課題 1
本文抜粋の「一族の金子家忠は」で始まる段落を、主な事実を残したまま箇条書きにまとめてもらえますか？
課題 2
一覧の冒頭に始まり「pixel 770 164」を含む行で終わる範囲を、「Query」を「Search phrase」に変えて、それ以外はそのままで示してもらえますか？

八高線は、中世に栄えた武蔵七党の本拠地を南北に横断する鉄道で、沿線には児玉党や丹党の本拠地がある。今回訪ねた金子駅も、武蔵七党の一つ村山党の一員だった金子氏の本拠地である。

武蔵七党とは、平安時代後期に関東地方西部に栄えた同族武士団のこと。七党とはいいながら、実は九つの党があったことが確認されている。

村山党は、今の東京都東村山市付近を本拠地とした桓武平氏の一族で、多摩西部から埼玉県秩父地方にかけて広がっていた。その中の1つが、武蔵国入間郡金子(現在の埼玉県入間市金子)をルーツとする金子氏である。

一族の金子家忠は、源平合戦で源義経に従って活躍し、その功によって鎌倉時代には全国各地に所領を得た。このため子孫は全国に散らばっており、各地の金子さんは、この金子家忠の子孫というものが多い。武蔵金子に住んでいた直系は、戦国時代まで武将として一定の力を保っていたが、豊臣秀吉の小田原攻めで滅んでいる。

さて、JR金子駅は、駅前でも田園風景だ。八高線はローカルなため、まだベッドタウン化していない。ただし、「金子」という地名は駅から少し離れたところで、そこには中学校や郵便局、JAなどが立ち並んでいる。そして、集落から少し山に上ったところに、金子神社があった。



金子神社


ごく小さな無名の神社だが、この日もお参りをしている地元の人がいた。特別に何かがあるわけではないが、いかにも、中世に名字の生まれた集落であることを感じさせるところだった。

抽出情報
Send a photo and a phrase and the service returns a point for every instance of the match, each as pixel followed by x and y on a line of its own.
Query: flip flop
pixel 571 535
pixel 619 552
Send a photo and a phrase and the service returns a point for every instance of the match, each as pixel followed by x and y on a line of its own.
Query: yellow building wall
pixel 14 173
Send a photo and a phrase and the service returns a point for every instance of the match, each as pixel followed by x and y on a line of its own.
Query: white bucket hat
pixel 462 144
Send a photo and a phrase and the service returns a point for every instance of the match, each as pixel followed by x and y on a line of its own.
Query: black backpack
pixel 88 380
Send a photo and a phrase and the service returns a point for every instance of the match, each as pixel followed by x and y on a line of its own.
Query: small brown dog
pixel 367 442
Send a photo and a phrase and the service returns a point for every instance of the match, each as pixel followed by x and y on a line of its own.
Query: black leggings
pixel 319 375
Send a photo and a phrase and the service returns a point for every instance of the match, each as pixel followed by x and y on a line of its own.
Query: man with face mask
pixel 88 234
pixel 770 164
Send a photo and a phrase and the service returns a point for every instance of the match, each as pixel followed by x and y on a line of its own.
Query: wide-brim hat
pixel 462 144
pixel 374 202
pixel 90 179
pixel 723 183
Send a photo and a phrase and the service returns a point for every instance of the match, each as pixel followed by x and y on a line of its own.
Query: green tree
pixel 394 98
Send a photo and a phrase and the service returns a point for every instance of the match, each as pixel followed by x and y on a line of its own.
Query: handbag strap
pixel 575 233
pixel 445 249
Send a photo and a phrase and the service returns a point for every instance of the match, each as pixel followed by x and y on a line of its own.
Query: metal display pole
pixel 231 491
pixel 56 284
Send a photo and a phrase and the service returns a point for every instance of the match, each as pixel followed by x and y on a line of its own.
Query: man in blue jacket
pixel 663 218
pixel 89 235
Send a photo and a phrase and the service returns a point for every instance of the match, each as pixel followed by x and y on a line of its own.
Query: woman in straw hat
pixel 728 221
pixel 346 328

回答 1
- 金子家忠は源平合戦で源義経に従って活躍した。
- その功によって、鎌倉時代には全国各地に所領を得た。
- そのため子孫は全国に散らばり、各地の金子さんにはこの金子家忠の子孫という者が多い。
- 武蔵金子に住んでいた直系は、戦国時代まで武将として一定の力を保っていた。
- その直系は豊臣秀吉の小田原攻めで滅んだ。

回答 2
Send a photo and a phrase and the service returns a point for every instance of the match, each as pixel followed by x and y on a line of its own.
Search phrase: flip flop
pixel 571 535
pixel 619 552
Send a photo and a phrase and the service returns a point for every instance of the match, each as pixel followed by x and y on a line of its own.
Search phrase: yellow building wall
pixel 14 173
Send a photo and a phrase and the service returns a point for every instance of the match, each as pixel followed by x and y on a line of its own.
Search phrase: white bucket hat
pixel 462 144
Send a photo and a phrase and the service returns a point for every instance of the match, each as pixel followed by x and y on a line of its own.
Search phrase: black backpack
pixel 88 380
Send a photo and a phrase and the service returns a point for every instance of the match, each as pixel followed by x and y on a line of its own.
Search phrase: small brown dog
pixel 367 442
Send a photo and a phrase and the service returns a point for every instance of the match, each as pixel followed by x and y on a line of its own.
Search phrase: black leggings
pixel 319 375
Send a photo and a phrase and the service returns a point for every instance of the match, each as pixel followed by x and y on a line of its own.
Search phrase: man with face mask
pixel 88 234
pixel 770 164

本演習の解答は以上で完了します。